2. We are so close to failing on avoiding climate disaster that we do not only need speed and scale. We also need concerted efforts on all fronts. It is a major mistake in the current climate action debates, when big actors with interests in the oil, gas, and coal industry, use investments in nature based solutions or technologies for carbon dioxide removal (CDR), as “offsets” for the inability to phase out fossil-fuels. This will not work. Science is clear on this point – we need to phase out fossil-fuels AND restore nature to secure carbon sinks in soils and forests, AND to invest in CDR technologies. Additionality is the word of the day, not substitution.
3. The remaining global carbon budget for a 50% chance of holding the 1.5°C line is down to crumbs, adding up to a meagre 250 billion tons of carbon dioxide, equivalent to 6-7 years of global emissions at the current pace. This gives us no choice, but to have all countries, businesses, citizens across the entire world working collectively and unified to solve the planetary crisis.

(Records pointing to objects in photos)

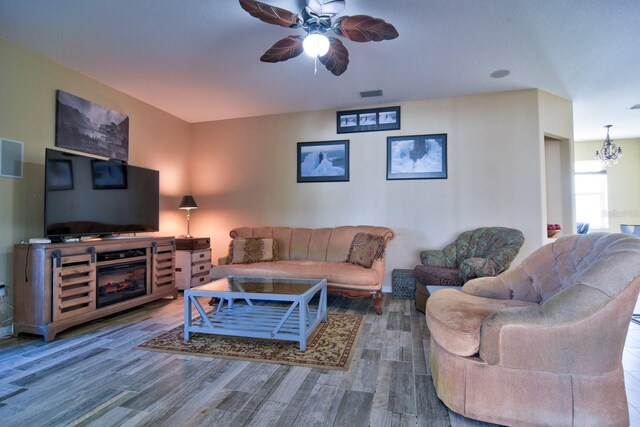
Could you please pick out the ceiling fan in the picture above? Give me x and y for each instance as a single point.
(316, 20)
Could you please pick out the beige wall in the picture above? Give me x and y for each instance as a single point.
(243, 172)
(556, 132)
(27, 113)
(623, 179)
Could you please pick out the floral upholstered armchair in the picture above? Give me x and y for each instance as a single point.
(483, 252)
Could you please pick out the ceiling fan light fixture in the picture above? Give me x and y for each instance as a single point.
(315, 45)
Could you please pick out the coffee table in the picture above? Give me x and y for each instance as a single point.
(269, 308)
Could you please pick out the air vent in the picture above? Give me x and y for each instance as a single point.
(371, 93)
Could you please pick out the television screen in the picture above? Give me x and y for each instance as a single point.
(88, 196)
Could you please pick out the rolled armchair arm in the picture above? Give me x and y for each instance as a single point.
(471, 268)
(566, 334)
(433, 257)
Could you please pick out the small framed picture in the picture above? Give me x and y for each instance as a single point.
(323, 161)
(369, 120)
(417, 157)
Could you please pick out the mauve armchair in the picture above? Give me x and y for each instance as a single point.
(485, 251)
(540, 344)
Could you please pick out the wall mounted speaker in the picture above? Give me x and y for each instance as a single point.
(11, 156)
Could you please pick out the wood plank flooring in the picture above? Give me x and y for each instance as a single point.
(93, 375)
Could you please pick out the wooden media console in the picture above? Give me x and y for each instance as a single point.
(59, 285)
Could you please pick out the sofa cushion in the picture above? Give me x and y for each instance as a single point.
(455, 318)
(437, 276)
(365, 249)
(336, 273)
(251, 250)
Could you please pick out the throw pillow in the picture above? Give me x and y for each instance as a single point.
(365, 249)
(251, 250)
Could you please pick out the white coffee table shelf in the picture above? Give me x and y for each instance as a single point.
(279, 309)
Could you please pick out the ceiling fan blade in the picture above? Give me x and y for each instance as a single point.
(363, 28)
(271, 14)
(284, 49)
(337, 59)
(328, 8)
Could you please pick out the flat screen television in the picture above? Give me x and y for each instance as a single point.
(87, 196)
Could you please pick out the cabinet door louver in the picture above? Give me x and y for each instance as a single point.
(74, 285)
(163, 267)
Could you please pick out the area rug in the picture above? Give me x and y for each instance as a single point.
(332, 345)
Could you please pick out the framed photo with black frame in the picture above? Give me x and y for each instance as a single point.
(417, 157)
(323, 161)
(369, 120)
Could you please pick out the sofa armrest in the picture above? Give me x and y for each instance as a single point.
(471, 268)
(488, 287)
(575, 331)
(433, 257)
(379, 266)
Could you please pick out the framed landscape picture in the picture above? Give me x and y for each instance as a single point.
(370, 120)
(84, 126)
(417, 157)
(324, 161)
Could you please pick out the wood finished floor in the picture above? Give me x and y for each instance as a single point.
(93, 375)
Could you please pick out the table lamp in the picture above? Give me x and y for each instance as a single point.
(188, 203)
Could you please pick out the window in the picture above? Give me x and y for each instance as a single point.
(591, 194)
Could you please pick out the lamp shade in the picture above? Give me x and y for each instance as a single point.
(188, 202)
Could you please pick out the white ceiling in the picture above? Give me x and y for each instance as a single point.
(199, 59)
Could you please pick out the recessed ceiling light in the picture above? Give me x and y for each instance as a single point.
(498, 74)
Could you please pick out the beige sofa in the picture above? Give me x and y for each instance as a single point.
(314, 253)
(540, 344)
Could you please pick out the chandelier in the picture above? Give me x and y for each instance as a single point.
(610, 152)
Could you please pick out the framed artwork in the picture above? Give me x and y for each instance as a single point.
(417, 157)
(59, 175)
(84, 126)
(108, 175)
(324, 161)
(370, 120)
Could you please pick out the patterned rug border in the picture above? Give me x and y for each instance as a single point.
(294, 357)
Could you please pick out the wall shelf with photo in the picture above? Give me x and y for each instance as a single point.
(369, 120)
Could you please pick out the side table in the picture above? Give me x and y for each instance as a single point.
(193, 262)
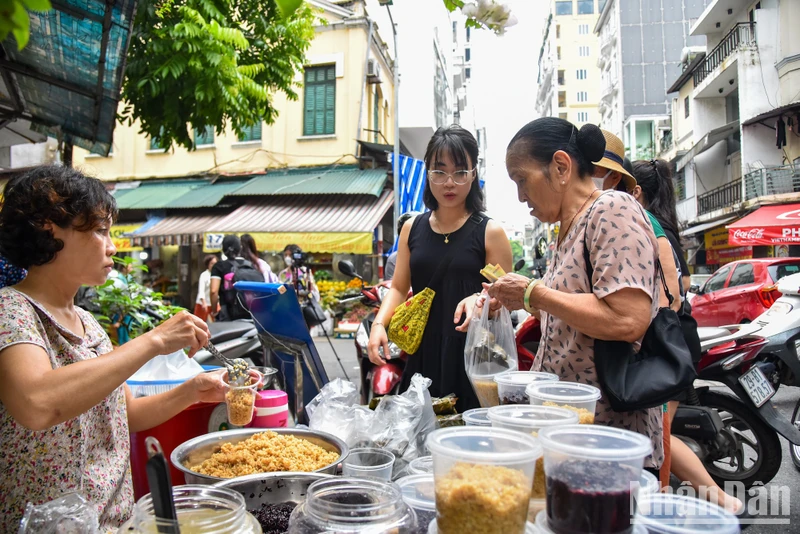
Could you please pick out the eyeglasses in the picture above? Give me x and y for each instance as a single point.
(441, 177)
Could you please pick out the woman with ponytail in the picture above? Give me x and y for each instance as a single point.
(550, 161)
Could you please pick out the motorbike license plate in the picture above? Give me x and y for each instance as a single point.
(757, 386)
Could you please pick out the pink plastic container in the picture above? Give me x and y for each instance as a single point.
(271, 410)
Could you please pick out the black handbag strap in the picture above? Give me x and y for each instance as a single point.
(590, 268)
(476, 220)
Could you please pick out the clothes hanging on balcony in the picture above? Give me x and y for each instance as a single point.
(780, 133)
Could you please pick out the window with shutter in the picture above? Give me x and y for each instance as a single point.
(204, 137)
(320, 100)
(253, 133)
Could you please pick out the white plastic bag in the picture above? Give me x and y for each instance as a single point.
(175, 366)
(70, 514)
(491, 349)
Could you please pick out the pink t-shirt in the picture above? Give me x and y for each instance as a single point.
(623, 250)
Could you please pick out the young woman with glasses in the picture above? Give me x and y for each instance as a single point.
(455, 231)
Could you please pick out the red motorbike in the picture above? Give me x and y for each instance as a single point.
(376, 380)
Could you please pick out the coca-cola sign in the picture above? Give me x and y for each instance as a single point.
(748, 235)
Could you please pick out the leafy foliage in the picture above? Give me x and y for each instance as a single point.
(199, 63)
(115, 301)
(14, 18)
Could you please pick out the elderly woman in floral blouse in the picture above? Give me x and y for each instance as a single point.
(550, 161)
(65, 411)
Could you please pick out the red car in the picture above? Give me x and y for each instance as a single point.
(741, 291)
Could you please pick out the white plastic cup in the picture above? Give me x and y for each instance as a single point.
(530, 419)
(483, 479)
(593, 469)
(421, 466)
(511, 385)
(580, 397)
(369, 462)
(418, 493)
(664, 513)
(476, 417)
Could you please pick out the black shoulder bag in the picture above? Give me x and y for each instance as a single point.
(659, 372)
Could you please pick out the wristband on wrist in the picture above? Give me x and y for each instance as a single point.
(528, 291)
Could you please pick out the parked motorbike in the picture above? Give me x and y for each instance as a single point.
(376, 380)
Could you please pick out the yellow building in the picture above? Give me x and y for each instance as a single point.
(570, 85)
(345, 98)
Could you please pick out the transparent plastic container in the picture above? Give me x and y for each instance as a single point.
(543, 526)
(511, 385)
(353, 506)
(664, 513)
(476, 417)
(369, 462)
(594, 469)
(421, 466)
(201, 509)
(483, 479)
(579, 397)
(530, 419)
(419, 494)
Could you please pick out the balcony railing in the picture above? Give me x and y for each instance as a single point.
(772, 181)
(721, 197)
(744, 33)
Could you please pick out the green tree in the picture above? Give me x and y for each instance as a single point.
(199, 63)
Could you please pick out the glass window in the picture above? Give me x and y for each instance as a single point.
(783, 269)
(204, 137)
(717, 282)
(251, 133)
(564, 7)
(320, 101)
(743, 275)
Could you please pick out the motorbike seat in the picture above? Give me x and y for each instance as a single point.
(710, 332)
(227, 330)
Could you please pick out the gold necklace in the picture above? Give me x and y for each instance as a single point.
(563, 235)
(447, 235)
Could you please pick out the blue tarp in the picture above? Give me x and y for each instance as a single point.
(67, 79)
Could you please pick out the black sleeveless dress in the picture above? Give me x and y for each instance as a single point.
(440, 356)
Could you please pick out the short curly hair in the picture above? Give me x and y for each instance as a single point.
(49, 194)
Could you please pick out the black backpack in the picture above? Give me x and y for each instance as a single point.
(238, 302)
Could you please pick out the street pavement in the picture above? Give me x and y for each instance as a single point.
(788, 477)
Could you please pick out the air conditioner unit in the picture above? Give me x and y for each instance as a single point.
(373, 71)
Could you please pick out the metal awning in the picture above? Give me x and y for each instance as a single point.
(705, 226)
(709, 140)
(331, 213)
(345, 180)
(67, 79)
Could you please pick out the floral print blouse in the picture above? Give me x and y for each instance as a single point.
(89, 454)
(623, 250)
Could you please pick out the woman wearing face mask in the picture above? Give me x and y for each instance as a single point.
(305, 278)
(550, 161)
(455, 231)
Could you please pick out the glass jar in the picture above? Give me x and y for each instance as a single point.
(201, 509)
(353, 506)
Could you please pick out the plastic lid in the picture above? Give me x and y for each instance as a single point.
(269, 398)
(521, 378)
(544, 526)
(665, 513)
(563, 392)
(422, 465)
(418, 492)
(483, 445)
(596, 442)
(477, 417)
(532, 417)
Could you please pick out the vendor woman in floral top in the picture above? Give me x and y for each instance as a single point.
(65, 411)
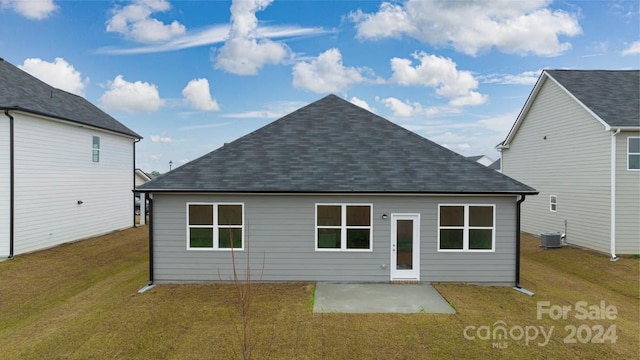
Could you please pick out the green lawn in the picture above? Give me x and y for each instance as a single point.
(80, 301)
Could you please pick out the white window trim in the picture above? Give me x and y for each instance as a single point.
(215, 227)
(466, 228)
(629, 153)
(552, 203)
(343, 228)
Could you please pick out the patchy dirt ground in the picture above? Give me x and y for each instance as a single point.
(80, 301)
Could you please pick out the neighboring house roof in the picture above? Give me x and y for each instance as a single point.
(329, 146)
(611, 96)
(482, 159)
(614, 96)
(22, 92)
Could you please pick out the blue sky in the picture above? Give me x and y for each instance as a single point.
(191, 75)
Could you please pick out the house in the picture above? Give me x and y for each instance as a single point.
(140, 206)
(66, 167)
(482, 159)
(577, 141)
(496, 165)
(333, 192)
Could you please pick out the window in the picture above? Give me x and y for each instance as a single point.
(466, 227)
(553, 203)
(215, 226)
(633, 153)
(96, 149)
(343, 227)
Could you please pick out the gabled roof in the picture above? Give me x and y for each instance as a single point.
(22, 92)
(612, 97)
(333, 146)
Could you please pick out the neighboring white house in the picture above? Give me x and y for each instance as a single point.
(577, 141)
(65, 166)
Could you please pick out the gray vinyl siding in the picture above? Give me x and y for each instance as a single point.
(280, 233)
(573, 162)
(627, 199)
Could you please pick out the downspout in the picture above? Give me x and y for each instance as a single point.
(150, 226)
(518, 212)
(11, 184)
(134, 182)
(613, 195)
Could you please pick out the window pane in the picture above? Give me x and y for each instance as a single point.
(329, 238)
(229, 214)
(329, 215)
(480, 239)
(481, 216)
(358, 239)
(226, 235)
(200, 214)
(452, 216)
(451, 239)
(634, 145)
(634, 162)
(202, 238)
(358, 215)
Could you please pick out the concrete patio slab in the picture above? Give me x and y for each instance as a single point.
(379, 298)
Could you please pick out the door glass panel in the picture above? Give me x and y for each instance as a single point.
(404, 244)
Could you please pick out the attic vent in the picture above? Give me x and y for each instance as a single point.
(550, 240)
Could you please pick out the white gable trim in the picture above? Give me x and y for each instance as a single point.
(534, 94)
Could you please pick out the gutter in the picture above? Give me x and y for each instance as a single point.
(150, 285)
(518, 213)
(134, 182)
(614, 257)
(11, 184)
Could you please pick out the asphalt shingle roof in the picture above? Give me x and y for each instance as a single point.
(614, 95)
(21, 91)
(332, 145)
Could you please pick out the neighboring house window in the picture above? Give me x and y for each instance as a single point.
(96, 149)
(343, 227)
(633, 153)
(466, 227)
(553, 203)
(215, 226)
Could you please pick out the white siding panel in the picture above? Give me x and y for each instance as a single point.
(281, 231)
(560, 149)
(4, 186)
(54, 170)
(627, 200)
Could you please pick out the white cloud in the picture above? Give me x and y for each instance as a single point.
(515, 27)
(440, 73)
(500, 124)
(326, 74)
(31, 9)
(158, 138)
(134, 21)
(524, 78)
(400, 108)
(244, 53)
(132, 97)
(59, 74)
(197, 94)
(363, 104)
(634, 48)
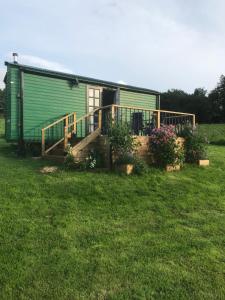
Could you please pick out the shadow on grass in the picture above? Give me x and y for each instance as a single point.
(218, 143)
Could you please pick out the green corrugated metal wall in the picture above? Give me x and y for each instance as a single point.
(12, 104)
(137, 99)
(46, 99)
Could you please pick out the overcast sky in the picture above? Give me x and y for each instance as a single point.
(154, 44)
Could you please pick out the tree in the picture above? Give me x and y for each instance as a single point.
(196, 103)
(2, 97)
(217, 101)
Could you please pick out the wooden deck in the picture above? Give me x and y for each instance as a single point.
(140, 121)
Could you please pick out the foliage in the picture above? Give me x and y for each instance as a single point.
(92, 161)
(208, 108)
(2, 100)
(164, 147)
(196, 103)
(194, 146)
(71, 235)
(217, 100)
(215, 133)
(140, 166)
(121, 140)
(124, 159)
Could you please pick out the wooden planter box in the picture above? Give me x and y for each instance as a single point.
(203, 162)
(171, 168)
(126, 169)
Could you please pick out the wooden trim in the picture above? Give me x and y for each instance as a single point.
(193, 121)
(100, 119)
(113, 113)
(43, 142)
(53, 146)
(74, 122)
(65, 137)
(153, 110)
(57, 121)
(158, 119)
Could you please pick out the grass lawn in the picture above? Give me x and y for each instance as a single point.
(72, 235)
(214, 132)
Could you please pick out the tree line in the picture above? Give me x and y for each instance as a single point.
(208, 107)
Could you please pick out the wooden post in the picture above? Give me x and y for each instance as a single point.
(100, 118)
(193, 121)
(113, 114)
(43, 142)
(158, 119)
(66, 132)
(74, 122)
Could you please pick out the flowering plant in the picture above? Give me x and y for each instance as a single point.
(195, 145)
(164, 146)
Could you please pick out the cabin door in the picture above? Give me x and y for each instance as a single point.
(93, 102)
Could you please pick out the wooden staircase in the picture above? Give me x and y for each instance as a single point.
(74, 135)
(69, 130)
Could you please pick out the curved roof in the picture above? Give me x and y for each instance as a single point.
(83, 79)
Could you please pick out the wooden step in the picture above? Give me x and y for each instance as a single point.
(56, 158)
(86, 141)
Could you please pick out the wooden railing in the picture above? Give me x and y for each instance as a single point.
(140, 121)
(57, 132)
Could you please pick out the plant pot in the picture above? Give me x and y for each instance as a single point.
(171, 168)
(203, 162)
(126, 169)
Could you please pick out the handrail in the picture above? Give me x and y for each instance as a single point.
(65, 138)
(152, 110)
(58, 121)
(112, 107)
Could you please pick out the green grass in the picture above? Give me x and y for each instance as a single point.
(214, 132)
(73, 235)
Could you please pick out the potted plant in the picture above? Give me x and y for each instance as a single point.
(195, 148)
(123, 145)
(166, 151)
(125, 164)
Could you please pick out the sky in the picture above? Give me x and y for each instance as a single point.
(158, 45)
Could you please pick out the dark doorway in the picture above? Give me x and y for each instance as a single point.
(108, 97)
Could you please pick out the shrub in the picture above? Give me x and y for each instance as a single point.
(91, 161)
(121, 140)
(140, 166)
(164, 148)
(124, 159)
(195, 146)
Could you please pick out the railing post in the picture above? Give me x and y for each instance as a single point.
(100, 118)
(113, 114)
(158, 119)
(43, 142)
(74, 122)
(193, 121)
(66, 132)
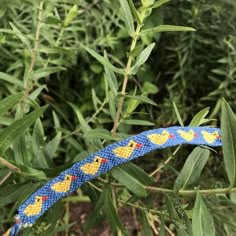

INSTRUCTIONS TO FOLLOW: Could you carry the passage on climate action forward from its last sentence? These records have no connection to the passage on climate action.

EXERCISE OUTPUT:
These factors, together, call for an immediate step-change not only in effort and investment, but also in unification and universality, which fully adopts principles of scaling solutions and securing equity. The first UN Global Stocktake Report in the run-up to COP28 unfortunately confirms that we are far from this positive tipping point. Even if all the NDCs are implemented we will still emit 40% too much GHGs in 2030. We are 20 billion tons/yr of GHG emissions off the mark, for a world that today emits some 50 billion tons/yr. We cannot continue with double standards on fossil-fuels and renewable energy, or as a majority of countries are doing today – continue to sit on the fence, with green rhetoric but grey actions, which adds to the perception of widespread greenwashing.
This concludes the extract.